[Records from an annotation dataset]
____
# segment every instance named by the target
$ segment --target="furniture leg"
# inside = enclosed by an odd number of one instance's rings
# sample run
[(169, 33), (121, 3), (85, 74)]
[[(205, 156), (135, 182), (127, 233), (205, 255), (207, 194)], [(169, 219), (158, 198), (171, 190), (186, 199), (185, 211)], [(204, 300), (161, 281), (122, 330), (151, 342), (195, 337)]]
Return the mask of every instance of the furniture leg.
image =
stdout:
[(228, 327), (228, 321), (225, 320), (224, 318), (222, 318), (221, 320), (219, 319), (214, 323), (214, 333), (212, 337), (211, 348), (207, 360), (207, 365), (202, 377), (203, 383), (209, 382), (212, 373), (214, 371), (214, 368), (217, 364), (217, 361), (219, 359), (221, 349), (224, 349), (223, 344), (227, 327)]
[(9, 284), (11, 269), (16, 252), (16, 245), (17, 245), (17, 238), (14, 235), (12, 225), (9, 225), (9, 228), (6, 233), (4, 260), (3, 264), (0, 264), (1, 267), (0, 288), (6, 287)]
____
# [Your task]
Lay out the records above as a JSON list of strings, with one string per line and no blank lines.

# [Answer below]
[
  "# segment every instance named by the target",
  "$ segment --target=\"furniture leg\"",
  "# inside = enclosed by an odd number of one instance's rings",
  "# sample run",
  "[(169, 33), (121, 3), (85, 74)]",
  "[[(205, 156), (135, 182), (127, 233), (205, 255), (207, 194)], [(169, 219), (158, 198), (171, 190), (186, 199), (185, 211)], [(204, 300), (161, 281), (122, 330), (151, 342), (195, 337)]]",
  "Return the mask of every instance of the furniture leg.",
  "image =",
  "stdout:",
  "[(228, 327), (228, 321), (225, 320), (224, 318), (222, 318), (221, 320), (219, 319), (214, 323), (214, 333), (212, 337), (211, 348), (207, 360), (207, 365), (202, 377), (203, 383), (209, 382), (212, 373), (214, 371), (214, 368), (217, 364), (217, 361), (219, 359), (221, 349), (224, 349), (223, 344), (227, 327)]",
  "[(9, 284), (11, 269), (16, 252), (16, 245), (17, 245), (17, 238), (14, 235), (12, 225), (9, 225), (9, 228), (6, 233), (4, 260), (3, 264), (0, 264), (1, 267), (0, 288), (6, 287)]"
]